Seçilen Metin –
______________________________

HALEP'te insanlık dramı yaşanıyor.
Halep’in yeni Halepçe olmaması için Türkiye büyük bir çaba
içinde.
Saddam Hüseyin, Halepçe’de aralarında çocukların, kadınların,
yaşlıların bulunduğu 5 bin kişiyi kimyasal gazla katletmişti. Büyük
bir insanlık dramı yaşanmıştı. Şimdiye kadar 4.300 sivilin hayatını
kaybettiği Halep’te benzer bir tehlike söz konusu. Rejim,
muhaliflerin elinde bulundurduğu Halep’in doğusunu geri alıyor.
Böylece Halep’e sahip olacak. Ancak asıl sorun, büyük bir insanlık
katliamının yaşanmaması.
Cumhurbaşkanı Erdoğan, Halep’te ateşkesin sağlanması ve sivil
halkın şehri terk etmesi için Rusya Devlet Başkanı Putin’le 4 kez
görüştü. Dördüncü görüşmeyi ise dün akşam yaptılar.
Halep’te sivil halk ile hafif silahlı muhaliflerin tahliyesi için
Türkiye ile Rusya anlaştı. 13 Aralık Salı günü ateşkes ilan edildi.

______________________________

Veri Kümesi –
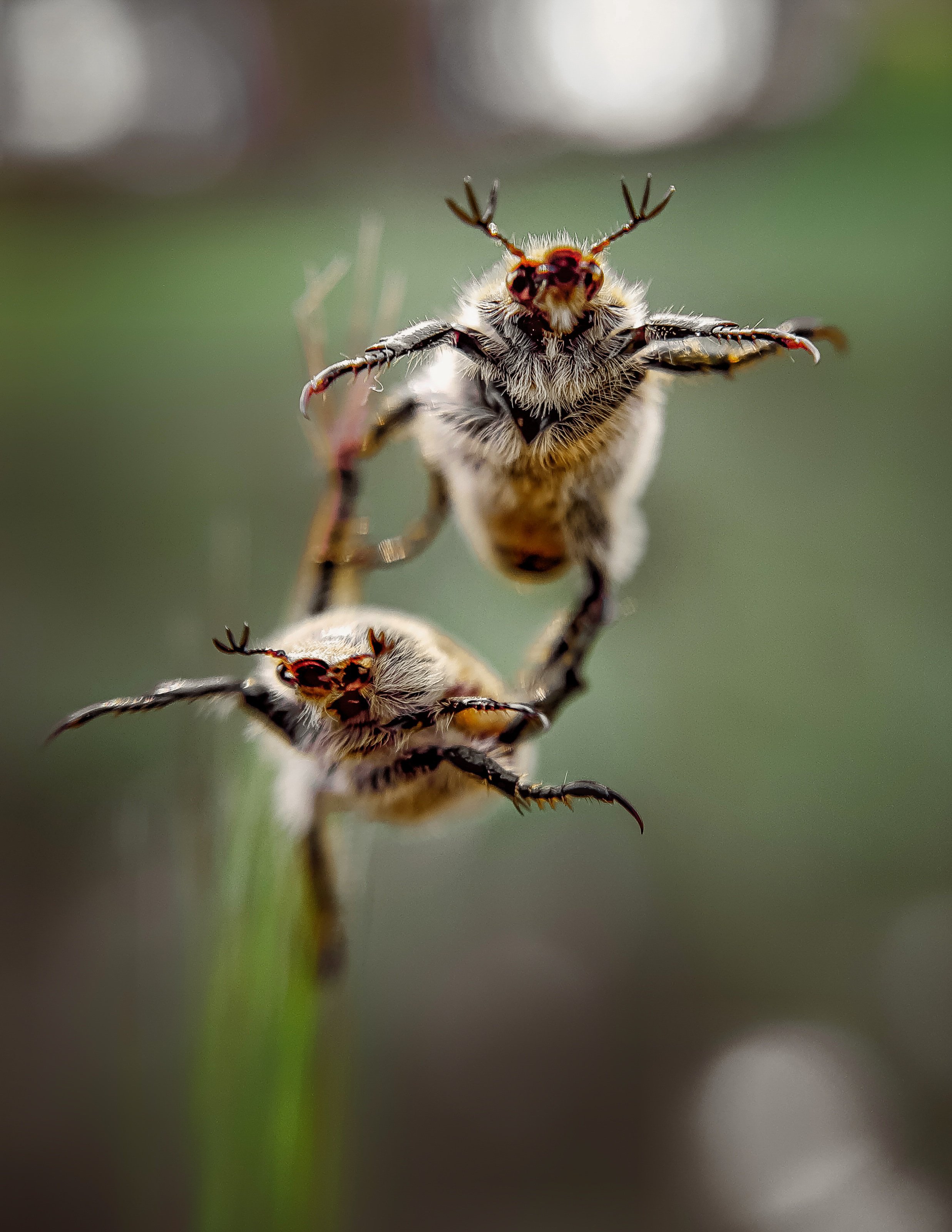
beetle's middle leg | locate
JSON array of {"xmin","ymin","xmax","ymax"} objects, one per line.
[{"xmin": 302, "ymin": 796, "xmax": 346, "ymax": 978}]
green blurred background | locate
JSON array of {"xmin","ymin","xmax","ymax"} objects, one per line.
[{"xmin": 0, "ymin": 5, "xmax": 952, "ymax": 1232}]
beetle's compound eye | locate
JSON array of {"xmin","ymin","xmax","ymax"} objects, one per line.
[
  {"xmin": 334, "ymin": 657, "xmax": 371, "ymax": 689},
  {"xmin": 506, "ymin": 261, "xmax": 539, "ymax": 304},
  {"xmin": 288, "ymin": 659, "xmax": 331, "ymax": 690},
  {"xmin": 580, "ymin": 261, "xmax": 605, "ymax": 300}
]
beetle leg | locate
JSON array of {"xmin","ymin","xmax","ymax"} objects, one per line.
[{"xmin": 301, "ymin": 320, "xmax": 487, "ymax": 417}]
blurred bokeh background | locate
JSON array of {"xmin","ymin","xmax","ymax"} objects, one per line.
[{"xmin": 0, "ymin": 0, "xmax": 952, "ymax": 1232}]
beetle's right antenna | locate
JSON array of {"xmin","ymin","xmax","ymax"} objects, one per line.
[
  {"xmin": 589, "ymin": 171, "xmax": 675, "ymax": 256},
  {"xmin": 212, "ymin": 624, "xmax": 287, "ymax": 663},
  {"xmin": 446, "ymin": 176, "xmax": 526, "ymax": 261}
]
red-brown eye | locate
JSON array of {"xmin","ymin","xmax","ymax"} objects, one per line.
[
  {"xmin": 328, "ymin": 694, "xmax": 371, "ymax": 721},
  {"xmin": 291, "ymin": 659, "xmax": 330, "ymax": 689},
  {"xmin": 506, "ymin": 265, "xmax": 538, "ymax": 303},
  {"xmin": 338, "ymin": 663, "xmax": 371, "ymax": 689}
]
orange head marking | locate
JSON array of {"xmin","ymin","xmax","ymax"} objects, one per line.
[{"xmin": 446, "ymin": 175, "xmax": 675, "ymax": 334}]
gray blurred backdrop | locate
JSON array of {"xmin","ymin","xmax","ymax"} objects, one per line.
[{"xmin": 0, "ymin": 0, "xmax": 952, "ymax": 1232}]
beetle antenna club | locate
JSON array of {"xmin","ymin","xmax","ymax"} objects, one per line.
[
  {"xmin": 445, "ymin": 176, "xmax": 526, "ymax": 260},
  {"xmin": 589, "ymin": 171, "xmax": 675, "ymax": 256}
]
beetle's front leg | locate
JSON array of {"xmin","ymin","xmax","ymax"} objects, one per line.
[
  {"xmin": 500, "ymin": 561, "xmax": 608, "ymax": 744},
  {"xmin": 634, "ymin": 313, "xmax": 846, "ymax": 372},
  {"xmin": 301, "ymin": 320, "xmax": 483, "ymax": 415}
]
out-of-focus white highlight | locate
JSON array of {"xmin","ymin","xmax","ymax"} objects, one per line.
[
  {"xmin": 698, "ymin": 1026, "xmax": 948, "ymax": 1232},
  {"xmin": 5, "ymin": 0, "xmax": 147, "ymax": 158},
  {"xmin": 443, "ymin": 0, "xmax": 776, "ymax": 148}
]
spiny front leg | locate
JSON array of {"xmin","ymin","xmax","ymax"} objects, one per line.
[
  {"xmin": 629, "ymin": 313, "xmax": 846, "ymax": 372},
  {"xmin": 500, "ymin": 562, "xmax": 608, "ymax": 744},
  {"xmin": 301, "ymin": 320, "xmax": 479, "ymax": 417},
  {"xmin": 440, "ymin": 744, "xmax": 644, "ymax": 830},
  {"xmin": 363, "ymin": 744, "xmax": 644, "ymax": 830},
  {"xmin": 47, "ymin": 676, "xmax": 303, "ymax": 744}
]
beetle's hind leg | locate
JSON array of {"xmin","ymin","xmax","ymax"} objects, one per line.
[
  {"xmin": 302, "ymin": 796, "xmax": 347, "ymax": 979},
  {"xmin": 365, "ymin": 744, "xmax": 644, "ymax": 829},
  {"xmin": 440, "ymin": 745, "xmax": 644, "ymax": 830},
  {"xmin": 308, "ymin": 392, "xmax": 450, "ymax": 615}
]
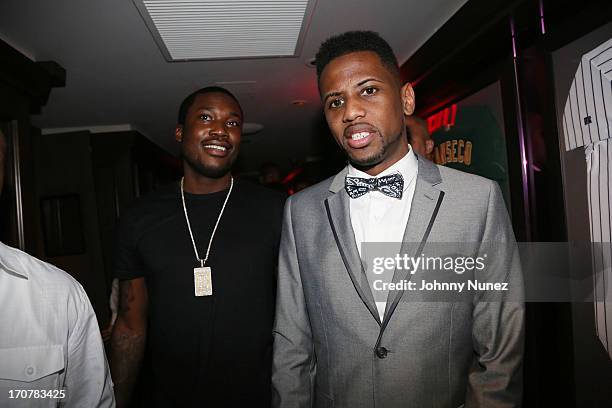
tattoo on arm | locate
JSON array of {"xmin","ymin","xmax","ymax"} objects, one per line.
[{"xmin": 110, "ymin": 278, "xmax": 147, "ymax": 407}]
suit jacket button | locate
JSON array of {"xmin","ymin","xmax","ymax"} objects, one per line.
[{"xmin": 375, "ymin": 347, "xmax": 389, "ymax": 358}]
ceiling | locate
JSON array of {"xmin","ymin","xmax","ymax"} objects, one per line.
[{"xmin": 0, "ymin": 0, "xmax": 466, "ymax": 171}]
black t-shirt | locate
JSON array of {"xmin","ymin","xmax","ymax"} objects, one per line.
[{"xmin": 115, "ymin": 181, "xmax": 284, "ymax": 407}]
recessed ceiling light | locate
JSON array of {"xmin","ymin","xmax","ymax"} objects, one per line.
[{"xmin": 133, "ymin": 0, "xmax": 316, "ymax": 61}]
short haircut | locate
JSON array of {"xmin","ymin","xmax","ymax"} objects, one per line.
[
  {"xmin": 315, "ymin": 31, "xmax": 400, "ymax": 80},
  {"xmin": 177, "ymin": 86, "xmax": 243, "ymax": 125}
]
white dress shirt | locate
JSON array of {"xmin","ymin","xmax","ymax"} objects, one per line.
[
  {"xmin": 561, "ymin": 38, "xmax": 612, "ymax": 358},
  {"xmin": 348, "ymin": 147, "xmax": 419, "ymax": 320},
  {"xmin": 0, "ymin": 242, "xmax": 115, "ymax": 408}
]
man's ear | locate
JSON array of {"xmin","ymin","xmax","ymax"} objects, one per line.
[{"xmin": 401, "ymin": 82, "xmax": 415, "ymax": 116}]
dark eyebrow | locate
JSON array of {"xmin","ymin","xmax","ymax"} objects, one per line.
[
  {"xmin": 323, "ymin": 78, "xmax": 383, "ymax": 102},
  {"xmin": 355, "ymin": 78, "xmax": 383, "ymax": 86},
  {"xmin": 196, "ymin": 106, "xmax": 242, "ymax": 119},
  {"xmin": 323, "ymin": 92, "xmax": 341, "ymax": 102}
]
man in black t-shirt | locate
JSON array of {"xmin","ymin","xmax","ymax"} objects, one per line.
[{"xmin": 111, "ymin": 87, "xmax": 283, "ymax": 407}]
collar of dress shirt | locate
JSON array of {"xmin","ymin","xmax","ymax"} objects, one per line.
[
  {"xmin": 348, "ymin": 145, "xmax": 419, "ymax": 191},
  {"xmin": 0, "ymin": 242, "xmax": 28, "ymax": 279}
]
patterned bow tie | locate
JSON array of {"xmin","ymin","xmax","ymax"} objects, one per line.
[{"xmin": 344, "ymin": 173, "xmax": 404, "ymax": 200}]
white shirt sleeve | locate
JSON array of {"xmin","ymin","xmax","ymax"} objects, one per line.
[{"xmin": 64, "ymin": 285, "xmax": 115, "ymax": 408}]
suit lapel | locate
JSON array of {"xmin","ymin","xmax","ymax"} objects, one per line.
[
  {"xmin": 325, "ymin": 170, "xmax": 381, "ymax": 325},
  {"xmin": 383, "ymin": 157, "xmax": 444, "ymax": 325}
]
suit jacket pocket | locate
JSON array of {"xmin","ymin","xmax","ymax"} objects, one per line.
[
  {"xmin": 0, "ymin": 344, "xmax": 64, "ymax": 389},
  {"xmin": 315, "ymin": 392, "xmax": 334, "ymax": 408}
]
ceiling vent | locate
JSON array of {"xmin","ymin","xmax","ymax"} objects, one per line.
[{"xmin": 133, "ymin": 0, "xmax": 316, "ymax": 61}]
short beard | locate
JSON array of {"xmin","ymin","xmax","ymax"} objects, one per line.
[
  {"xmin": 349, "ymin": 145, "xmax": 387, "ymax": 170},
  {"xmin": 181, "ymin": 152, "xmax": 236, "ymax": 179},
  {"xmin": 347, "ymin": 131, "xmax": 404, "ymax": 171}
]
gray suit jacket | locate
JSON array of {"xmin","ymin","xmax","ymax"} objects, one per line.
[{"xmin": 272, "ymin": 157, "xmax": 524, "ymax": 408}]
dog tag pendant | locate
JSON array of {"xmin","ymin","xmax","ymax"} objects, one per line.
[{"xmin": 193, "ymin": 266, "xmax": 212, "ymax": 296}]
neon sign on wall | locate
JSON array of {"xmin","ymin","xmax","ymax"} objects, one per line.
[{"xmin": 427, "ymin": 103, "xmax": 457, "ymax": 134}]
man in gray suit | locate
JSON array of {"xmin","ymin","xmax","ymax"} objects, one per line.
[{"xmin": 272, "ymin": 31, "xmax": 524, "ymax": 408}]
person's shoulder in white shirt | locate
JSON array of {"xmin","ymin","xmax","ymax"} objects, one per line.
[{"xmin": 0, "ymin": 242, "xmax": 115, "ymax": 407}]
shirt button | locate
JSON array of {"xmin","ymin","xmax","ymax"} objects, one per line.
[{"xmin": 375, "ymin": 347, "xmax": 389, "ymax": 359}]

______________________________

Yapılacak İşler –
(1) Halep haberine göre Cumhurbaşkanı Erdoğan, Putin'le kaç kez görüştü?
(2) Halep haberini son cümlesinden sonra devam ettirerek yazın.
Satırlar, metinden ayrı bir malzemedir.

Sıralı Yanıtlar –
(1) Dört kez görüştü.

(2)
Ancak İran’ın direnişi nedeniyle ateşkes yürürlüğe giremedi.
Sivilleri almak üzere Halep’e gönderilen otobüsler, sivillere 1
kilometre yaklaşmalarına rağmen geri dönmek zorunda kaldı.
Ateşkesin ilan edildiği gece 17 roket atıldı. Dün sabah 3 yer
bombalandı. İran’ın sergilediği, ‘Acem oyunları’ nedeniyle ateşkes
hayata geçirilemedi.
Oysa İslam dünyasında Halep’te sivil katliamın yaşanmaması için
sabaha kadar Kuran-ı Kerim okundu, teheccüt namazları kılındı, dua
zincirleri oluşturuldu. Ancak sivillerin tahliyesi için Rusya ile
anlaşmaya varılırken, İslam dünyasının iddialı bir ülkesi olan İran
bunu engelledi. Hani aynı peygambere inanan, aynı kitaba iman eden
aynı dinin mensuplarıydık?
Halep’te Müslüman sivillerin ölmemesi için Putin’le anlaştık ama
İmam Hamaney’le anlaşamadık. Ne hazin bir tablo değil mi?
İran, Tahran’ın güvenliğinin Şam’dan başladığını düşünüyor. İran’ın
ulusal güvenlik refleksi anlaşılabilir ama sivil katliamının izah
edilecek bir tarafı yoktur.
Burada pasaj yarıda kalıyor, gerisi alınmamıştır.